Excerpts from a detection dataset

::::

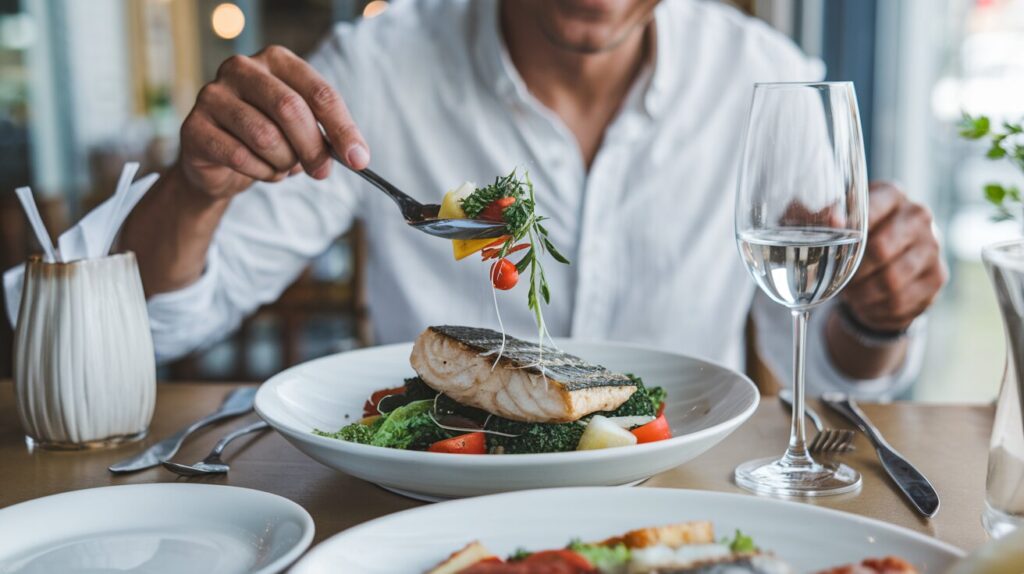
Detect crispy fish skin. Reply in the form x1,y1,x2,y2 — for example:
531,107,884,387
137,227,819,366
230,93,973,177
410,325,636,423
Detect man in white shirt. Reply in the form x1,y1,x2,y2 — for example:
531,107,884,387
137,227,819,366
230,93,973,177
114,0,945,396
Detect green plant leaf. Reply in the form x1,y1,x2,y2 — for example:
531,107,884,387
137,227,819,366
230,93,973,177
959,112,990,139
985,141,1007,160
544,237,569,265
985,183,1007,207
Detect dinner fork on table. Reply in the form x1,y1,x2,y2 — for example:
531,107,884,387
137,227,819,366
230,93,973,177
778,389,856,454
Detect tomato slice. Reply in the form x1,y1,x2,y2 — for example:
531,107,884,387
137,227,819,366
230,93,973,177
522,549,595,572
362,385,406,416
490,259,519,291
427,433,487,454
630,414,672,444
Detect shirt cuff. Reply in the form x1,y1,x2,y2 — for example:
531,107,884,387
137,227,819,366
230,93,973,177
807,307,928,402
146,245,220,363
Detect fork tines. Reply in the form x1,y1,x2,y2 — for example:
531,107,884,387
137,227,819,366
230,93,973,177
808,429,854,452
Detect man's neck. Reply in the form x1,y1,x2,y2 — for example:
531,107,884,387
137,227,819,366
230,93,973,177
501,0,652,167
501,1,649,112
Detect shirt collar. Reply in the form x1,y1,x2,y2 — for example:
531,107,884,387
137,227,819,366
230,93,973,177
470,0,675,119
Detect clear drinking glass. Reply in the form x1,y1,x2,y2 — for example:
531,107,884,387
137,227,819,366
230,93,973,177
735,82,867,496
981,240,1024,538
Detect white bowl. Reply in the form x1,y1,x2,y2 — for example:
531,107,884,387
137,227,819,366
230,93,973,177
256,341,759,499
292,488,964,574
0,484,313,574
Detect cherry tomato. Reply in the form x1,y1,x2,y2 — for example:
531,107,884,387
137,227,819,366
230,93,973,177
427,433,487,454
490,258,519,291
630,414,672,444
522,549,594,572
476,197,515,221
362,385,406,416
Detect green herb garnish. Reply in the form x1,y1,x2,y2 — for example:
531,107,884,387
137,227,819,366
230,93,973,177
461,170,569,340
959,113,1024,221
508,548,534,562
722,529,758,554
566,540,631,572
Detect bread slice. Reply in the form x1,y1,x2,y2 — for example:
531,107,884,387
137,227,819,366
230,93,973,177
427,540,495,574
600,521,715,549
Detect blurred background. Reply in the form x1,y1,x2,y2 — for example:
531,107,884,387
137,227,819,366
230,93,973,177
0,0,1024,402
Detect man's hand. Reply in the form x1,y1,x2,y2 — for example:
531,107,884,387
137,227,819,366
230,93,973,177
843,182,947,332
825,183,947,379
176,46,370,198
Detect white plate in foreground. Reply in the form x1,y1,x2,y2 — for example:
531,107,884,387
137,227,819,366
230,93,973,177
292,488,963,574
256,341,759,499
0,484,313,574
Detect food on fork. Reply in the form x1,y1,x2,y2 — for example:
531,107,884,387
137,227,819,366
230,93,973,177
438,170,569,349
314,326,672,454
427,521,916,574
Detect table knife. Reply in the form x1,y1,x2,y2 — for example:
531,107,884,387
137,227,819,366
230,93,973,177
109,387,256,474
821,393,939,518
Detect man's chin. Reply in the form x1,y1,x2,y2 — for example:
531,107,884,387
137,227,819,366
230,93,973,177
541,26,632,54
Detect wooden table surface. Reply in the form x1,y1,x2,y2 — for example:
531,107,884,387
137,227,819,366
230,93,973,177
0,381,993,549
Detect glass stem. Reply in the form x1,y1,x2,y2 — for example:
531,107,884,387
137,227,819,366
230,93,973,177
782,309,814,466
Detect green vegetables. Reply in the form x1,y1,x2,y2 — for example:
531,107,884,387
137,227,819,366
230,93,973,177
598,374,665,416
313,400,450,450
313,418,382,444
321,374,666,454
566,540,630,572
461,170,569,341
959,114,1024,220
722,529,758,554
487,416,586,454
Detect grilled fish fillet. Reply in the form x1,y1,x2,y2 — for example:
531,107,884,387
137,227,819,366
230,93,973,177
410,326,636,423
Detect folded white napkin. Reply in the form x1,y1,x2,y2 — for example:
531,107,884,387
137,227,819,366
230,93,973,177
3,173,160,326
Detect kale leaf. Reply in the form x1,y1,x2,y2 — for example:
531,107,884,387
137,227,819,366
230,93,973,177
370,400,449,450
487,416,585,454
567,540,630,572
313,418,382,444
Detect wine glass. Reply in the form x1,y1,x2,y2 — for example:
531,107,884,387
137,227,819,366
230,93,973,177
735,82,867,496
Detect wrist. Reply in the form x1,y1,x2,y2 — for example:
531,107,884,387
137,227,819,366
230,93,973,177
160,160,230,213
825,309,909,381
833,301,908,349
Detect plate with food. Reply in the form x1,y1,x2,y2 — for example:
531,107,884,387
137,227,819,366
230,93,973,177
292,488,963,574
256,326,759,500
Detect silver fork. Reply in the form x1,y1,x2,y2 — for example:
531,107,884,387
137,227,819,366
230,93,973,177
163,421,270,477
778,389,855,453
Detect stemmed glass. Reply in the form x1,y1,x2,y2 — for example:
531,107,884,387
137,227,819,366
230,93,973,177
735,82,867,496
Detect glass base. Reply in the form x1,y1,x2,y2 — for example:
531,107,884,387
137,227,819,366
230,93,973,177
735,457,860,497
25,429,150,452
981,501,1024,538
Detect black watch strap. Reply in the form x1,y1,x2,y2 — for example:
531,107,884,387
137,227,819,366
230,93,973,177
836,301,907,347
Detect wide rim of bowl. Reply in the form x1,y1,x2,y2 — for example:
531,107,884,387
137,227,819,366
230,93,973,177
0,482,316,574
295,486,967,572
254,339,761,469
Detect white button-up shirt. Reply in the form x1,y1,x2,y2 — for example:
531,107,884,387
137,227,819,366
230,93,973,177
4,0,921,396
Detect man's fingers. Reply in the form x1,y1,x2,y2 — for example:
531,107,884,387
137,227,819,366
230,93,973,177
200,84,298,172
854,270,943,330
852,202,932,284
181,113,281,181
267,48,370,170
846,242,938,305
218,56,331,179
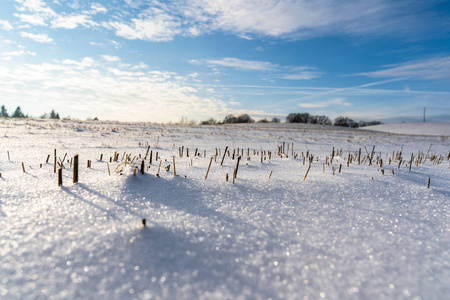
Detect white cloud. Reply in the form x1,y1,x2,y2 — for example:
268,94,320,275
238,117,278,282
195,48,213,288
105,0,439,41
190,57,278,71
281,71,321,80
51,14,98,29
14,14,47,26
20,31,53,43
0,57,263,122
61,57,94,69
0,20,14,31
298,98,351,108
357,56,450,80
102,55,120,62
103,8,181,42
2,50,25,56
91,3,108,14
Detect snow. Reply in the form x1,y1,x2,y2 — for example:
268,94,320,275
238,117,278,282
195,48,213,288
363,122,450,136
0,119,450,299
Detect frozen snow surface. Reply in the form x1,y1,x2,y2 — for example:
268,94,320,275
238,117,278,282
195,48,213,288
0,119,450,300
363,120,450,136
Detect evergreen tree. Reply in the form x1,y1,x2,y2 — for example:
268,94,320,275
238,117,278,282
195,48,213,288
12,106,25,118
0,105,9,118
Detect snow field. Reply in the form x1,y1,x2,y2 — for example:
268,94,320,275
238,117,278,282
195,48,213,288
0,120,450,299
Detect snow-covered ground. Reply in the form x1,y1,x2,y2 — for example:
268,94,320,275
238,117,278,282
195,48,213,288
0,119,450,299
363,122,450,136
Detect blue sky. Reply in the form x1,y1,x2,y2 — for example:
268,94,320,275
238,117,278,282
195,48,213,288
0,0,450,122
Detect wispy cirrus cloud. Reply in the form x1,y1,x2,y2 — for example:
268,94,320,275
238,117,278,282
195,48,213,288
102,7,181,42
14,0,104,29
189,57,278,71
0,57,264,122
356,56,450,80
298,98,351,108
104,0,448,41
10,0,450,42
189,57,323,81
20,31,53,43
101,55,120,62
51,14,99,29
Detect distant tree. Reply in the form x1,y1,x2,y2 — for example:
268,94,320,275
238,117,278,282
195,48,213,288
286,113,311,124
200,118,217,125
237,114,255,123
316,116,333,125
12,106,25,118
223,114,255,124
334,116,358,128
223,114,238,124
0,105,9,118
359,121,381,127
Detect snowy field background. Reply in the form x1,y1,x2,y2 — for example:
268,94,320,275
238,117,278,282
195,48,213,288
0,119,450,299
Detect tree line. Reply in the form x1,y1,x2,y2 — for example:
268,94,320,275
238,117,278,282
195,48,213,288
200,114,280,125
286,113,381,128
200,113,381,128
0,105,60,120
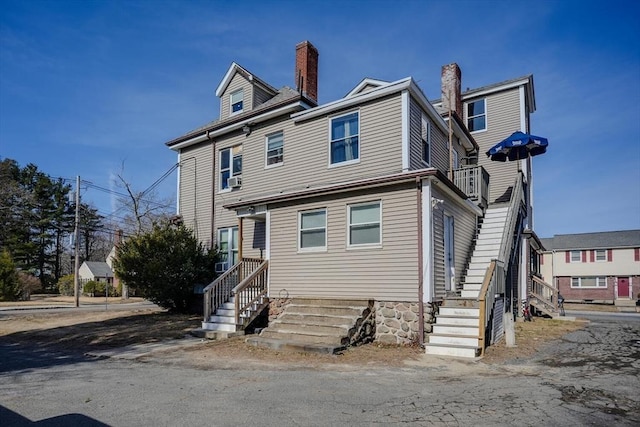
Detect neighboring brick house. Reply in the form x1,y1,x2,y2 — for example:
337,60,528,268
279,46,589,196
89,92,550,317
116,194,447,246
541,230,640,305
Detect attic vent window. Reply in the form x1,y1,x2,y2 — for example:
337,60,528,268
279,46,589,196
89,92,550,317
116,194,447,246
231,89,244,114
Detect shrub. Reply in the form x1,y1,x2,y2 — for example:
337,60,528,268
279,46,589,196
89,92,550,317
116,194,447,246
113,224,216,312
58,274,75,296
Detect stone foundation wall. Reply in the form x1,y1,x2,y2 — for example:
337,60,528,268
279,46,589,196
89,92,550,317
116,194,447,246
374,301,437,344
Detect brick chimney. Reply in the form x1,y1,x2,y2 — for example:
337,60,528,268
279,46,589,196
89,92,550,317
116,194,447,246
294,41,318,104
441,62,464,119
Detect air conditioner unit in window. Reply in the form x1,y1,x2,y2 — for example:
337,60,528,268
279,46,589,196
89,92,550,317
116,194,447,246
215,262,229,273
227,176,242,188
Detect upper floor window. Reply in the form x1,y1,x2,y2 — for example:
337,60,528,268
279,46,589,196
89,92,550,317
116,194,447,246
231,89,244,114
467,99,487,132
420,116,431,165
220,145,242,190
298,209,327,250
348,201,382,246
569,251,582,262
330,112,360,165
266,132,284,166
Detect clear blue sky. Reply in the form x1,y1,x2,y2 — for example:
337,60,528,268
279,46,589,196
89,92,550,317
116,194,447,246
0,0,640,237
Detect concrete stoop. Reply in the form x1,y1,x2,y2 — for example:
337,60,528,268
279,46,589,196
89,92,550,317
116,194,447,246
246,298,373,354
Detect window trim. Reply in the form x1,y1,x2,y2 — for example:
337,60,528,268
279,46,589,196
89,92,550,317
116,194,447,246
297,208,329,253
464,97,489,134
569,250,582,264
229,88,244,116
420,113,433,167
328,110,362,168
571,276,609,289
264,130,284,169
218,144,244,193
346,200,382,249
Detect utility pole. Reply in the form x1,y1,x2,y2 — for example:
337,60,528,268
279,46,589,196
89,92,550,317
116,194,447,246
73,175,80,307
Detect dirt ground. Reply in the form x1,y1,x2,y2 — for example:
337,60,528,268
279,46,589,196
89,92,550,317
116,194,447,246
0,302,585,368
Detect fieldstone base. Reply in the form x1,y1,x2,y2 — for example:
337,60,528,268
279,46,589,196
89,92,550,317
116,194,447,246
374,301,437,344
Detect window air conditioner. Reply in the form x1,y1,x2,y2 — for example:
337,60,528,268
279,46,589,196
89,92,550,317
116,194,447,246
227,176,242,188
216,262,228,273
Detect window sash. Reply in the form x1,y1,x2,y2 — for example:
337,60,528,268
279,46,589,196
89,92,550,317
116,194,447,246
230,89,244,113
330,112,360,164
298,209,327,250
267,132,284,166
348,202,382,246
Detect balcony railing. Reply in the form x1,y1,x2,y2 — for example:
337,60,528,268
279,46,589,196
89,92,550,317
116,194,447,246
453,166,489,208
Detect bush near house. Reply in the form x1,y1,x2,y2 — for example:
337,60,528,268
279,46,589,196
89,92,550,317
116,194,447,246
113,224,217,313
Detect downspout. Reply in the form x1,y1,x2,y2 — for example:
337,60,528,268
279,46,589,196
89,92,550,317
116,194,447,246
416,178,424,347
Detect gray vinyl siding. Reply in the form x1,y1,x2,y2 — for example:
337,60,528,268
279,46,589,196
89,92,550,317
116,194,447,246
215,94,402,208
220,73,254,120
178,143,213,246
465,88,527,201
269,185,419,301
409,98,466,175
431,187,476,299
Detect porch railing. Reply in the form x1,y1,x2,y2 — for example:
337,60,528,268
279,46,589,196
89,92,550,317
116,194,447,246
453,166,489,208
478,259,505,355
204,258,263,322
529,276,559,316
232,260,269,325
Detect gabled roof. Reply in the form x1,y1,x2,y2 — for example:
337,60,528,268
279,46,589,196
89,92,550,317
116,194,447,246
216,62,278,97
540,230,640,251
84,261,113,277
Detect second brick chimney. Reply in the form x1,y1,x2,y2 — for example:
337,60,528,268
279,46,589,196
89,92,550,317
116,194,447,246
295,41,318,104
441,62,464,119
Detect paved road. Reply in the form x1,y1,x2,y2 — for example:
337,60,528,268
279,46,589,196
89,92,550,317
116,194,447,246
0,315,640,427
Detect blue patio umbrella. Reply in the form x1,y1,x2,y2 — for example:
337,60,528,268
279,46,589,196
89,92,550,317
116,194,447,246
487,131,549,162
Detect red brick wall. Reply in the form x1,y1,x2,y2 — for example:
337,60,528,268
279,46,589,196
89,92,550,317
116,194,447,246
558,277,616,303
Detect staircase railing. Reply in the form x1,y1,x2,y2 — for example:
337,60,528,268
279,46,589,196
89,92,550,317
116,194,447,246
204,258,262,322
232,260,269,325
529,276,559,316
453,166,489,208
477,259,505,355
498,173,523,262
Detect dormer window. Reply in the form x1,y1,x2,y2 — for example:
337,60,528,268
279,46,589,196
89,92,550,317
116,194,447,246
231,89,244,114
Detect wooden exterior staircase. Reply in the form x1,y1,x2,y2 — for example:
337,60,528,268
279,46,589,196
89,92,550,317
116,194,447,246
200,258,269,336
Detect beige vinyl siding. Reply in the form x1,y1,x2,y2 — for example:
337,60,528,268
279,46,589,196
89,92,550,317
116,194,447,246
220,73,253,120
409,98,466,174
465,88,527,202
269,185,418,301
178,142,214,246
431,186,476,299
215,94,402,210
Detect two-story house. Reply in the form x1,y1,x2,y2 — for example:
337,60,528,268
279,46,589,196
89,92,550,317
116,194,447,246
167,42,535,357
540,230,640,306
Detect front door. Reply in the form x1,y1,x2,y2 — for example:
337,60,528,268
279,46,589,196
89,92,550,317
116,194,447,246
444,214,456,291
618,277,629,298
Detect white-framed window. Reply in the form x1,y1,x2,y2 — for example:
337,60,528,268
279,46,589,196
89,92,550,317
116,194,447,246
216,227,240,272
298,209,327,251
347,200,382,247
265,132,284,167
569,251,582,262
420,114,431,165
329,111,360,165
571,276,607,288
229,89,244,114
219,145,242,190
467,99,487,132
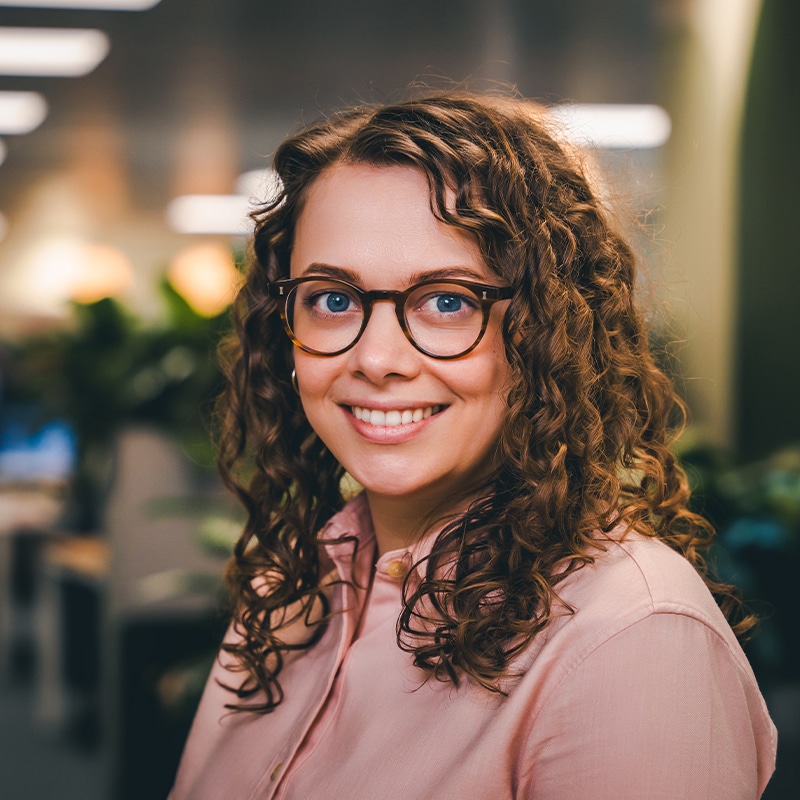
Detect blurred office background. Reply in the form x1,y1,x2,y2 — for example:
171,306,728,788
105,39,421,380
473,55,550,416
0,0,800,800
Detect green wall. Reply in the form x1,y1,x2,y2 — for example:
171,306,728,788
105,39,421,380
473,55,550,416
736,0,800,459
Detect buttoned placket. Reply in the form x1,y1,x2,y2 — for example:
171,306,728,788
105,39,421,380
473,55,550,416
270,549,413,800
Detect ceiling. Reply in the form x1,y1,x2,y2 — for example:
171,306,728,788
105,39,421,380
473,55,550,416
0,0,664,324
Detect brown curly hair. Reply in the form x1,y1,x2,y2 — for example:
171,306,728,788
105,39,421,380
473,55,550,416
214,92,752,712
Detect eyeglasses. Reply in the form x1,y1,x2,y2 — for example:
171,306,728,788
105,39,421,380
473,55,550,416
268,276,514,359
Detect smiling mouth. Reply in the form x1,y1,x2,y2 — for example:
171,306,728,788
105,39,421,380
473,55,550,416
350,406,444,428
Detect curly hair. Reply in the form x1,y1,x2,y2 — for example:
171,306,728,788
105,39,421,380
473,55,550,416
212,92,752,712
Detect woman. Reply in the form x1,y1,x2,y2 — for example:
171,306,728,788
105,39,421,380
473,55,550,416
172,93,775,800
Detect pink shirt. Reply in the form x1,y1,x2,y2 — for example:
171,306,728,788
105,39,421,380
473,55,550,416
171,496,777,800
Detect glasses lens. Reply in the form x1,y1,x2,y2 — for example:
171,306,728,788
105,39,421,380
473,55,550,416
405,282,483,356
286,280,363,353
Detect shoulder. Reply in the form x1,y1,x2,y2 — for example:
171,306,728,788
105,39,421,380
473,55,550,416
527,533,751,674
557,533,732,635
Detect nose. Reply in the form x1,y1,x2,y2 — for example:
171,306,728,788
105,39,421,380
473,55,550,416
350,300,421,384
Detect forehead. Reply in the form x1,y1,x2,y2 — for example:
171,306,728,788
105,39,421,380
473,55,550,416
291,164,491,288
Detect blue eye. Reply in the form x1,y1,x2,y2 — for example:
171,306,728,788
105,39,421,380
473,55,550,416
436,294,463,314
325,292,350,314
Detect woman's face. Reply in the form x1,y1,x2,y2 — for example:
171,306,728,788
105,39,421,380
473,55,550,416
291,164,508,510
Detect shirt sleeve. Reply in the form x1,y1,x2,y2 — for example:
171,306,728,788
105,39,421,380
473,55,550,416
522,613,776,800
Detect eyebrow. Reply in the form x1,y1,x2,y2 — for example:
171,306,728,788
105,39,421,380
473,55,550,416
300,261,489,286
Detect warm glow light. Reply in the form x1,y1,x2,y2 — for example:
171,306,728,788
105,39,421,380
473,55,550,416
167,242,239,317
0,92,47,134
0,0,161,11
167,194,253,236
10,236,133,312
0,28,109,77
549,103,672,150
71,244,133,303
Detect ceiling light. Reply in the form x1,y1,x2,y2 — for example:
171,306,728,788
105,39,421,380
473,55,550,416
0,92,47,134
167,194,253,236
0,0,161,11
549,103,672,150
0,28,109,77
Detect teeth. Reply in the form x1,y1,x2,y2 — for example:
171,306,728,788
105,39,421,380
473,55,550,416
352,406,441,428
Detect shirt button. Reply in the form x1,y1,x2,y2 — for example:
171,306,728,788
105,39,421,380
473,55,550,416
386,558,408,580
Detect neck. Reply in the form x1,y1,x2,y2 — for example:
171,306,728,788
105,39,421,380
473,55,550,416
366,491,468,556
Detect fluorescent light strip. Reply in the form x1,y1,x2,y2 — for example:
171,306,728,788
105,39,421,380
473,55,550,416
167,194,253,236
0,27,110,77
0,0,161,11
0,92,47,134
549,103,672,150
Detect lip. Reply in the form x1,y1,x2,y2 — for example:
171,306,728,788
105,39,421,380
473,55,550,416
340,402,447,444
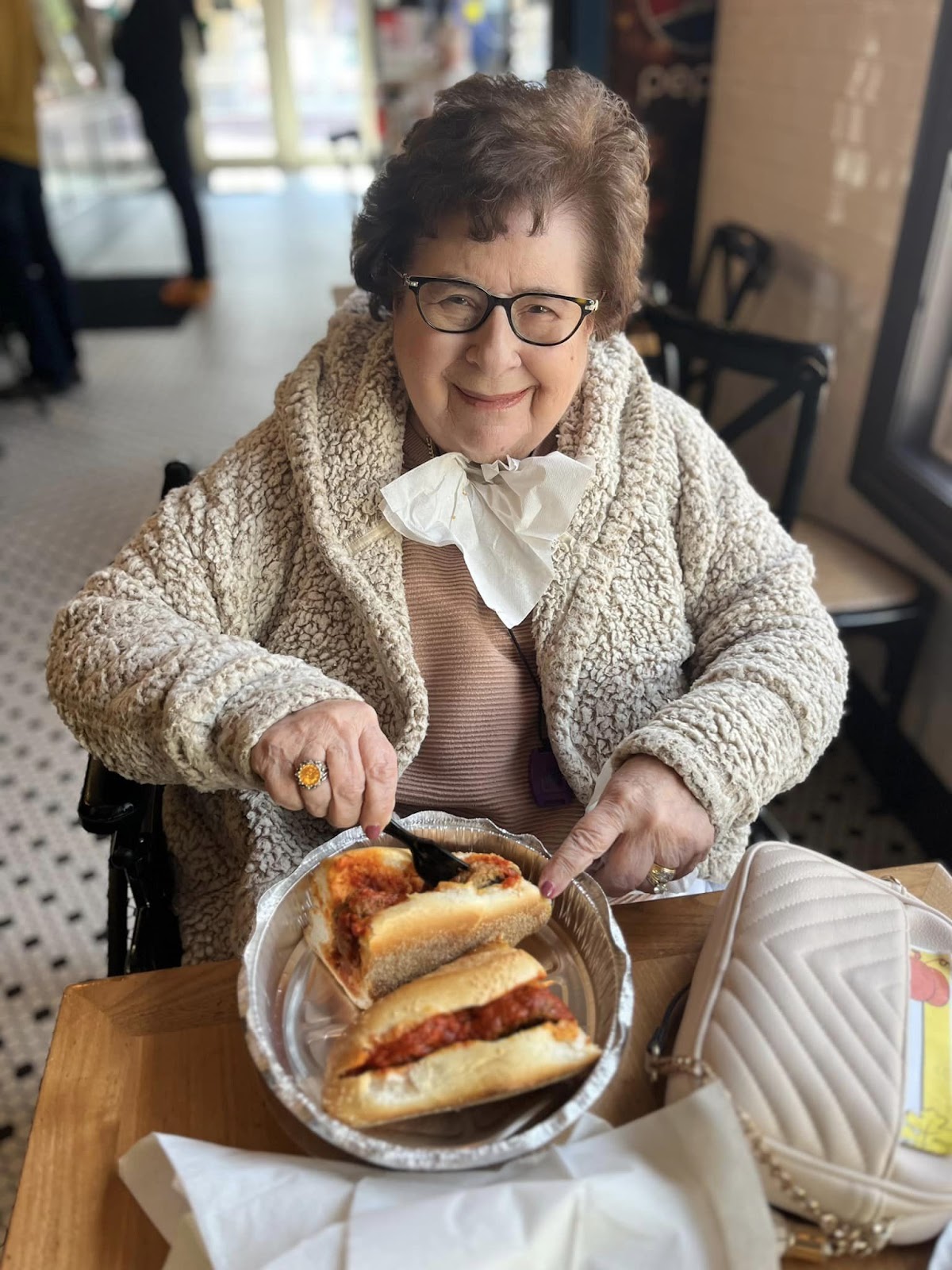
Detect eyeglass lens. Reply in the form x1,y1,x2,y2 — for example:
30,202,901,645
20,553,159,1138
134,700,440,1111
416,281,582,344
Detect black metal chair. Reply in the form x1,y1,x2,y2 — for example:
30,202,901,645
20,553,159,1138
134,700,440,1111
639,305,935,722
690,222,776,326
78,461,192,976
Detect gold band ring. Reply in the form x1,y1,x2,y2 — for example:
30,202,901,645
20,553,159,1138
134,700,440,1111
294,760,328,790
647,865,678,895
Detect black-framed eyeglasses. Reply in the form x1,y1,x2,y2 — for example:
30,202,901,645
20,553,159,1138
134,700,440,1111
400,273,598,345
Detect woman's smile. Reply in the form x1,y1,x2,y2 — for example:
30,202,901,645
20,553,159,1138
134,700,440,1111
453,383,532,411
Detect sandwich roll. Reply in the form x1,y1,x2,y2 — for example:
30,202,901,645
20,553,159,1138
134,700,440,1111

::::

CHALLENGE: Rewrite everything from the line containing "Detect beige vinyl" down to the line containing "540,230,640,306", with "two-story house" changed to "two-story home" and nothing else altered.

RESULT FOR THIS EXERCISE:
Detect beige vinyl siding. Reply in the form x1,y1,x2,y2 — for example:
337,60,528,268
279,46,589,196
89,92,550,317
116,194,447,246
220,73,253,120
409,98,466,174
465,88,527,202
269,185,418,301
178,142,214,246
431,186,476,299
215,94,402,210
Detect two-story home. Reply in the form x1,y1,x2,y2 — for example:
337,60,528,268
279,46,589,196
89,92,550,317
116,194,447,246
167,42,535,357
540,230,640,306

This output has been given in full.